[Stored items]
####

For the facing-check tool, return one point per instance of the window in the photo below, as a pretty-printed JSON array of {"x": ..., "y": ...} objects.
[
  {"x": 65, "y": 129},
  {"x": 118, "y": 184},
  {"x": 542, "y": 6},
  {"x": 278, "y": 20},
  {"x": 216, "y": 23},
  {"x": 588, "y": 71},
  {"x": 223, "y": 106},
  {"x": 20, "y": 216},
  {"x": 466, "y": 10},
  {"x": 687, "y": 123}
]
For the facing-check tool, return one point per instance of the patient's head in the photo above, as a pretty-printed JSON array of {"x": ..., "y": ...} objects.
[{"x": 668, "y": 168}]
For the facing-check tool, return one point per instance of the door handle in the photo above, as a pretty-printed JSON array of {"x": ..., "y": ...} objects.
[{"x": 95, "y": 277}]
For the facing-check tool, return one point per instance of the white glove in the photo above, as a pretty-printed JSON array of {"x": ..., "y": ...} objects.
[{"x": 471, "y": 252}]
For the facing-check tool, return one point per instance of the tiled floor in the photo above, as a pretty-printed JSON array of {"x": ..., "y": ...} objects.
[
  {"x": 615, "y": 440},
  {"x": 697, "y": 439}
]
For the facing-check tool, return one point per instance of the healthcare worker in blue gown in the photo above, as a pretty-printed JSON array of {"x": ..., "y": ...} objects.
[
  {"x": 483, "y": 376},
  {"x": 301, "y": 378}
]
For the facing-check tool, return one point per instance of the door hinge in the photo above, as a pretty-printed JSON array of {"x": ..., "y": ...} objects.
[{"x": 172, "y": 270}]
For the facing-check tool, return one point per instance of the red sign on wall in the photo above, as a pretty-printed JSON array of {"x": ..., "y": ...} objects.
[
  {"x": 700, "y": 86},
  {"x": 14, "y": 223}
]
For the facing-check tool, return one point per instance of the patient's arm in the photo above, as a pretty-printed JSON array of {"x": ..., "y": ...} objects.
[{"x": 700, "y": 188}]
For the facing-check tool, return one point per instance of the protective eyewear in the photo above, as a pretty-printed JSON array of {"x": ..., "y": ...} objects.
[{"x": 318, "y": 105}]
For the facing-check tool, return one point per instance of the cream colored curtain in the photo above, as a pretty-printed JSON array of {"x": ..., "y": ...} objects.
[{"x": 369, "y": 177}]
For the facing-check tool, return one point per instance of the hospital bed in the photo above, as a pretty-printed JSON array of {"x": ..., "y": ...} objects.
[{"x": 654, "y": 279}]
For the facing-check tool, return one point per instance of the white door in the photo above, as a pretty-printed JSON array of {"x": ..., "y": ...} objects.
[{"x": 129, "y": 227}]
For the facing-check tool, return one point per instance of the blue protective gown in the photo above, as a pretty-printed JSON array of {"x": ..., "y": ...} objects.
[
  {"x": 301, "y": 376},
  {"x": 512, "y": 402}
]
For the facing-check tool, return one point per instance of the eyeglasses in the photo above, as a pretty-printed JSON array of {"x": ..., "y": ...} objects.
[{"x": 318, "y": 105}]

####

EXERCISE DESCRIPTION
Your answer should be the lines from the one containing "the white door" through the last line of the records, repeated exactly and with nothing added.

WRITTEN ANSWER
For the facing-check tool, return one point per instance of the white door in the photo above, as a pretty-printed JSON array of {"x": ..., "y": ...} objects.
[{"x": 129, "y": 227}]
For the facing-check tool, return one point per instance of the blue protective gown in the photo above, as a pretty-printed JSON array of {"x": ..., "y": ...} objects.
[
  {"x": 301, "y": 376},
  {"x": 512, "y": 402}
]
For the facing-check tool, return one point per instance of the eyeglasses in the photo above, as a pretty-printed JSON array of {"x": ..., "y": ...} objects.
[{"x": 318, "y": 105}]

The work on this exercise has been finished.